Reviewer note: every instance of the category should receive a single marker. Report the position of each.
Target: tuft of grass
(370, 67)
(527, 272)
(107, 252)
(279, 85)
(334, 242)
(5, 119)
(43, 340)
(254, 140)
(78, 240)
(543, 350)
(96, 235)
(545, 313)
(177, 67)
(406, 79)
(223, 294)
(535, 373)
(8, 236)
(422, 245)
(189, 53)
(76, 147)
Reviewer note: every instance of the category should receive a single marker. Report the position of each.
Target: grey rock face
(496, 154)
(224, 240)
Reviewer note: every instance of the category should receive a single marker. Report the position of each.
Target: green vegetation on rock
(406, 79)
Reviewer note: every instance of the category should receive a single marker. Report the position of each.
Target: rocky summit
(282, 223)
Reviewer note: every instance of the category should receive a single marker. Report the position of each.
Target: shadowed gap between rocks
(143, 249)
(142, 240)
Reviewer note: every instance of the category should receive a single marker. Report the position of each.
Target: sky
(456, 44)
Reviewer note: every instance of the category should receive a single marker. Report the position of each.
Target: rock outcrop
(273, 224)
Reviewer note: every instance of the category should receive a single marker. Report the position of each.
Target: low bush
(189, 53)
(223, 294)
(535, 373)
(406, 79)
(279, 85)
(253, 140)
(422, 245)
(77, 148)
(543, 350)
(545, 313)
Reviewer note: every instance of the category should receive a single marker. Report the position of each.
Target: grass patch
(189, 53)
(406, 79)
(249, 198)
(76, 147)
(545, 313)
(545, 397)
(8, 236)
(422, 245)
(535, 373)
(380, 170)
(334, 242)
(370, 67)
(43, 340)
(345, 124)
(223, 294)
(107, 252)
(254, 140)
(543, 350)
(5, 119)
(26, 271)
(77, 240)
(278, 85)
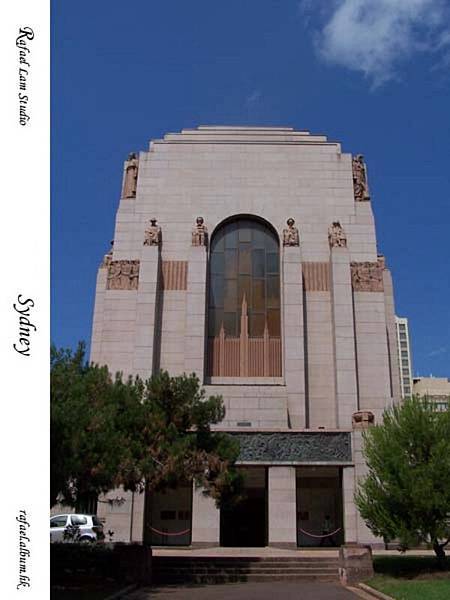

+ + + + +

◆ **CONSIGNA**: Devuelve cada línea de las filas anteriores en la que figure la palabra "grass".

◆ **SOLUCIÓN COMPLETA**:
Target: tuft of grass
Target: grass patch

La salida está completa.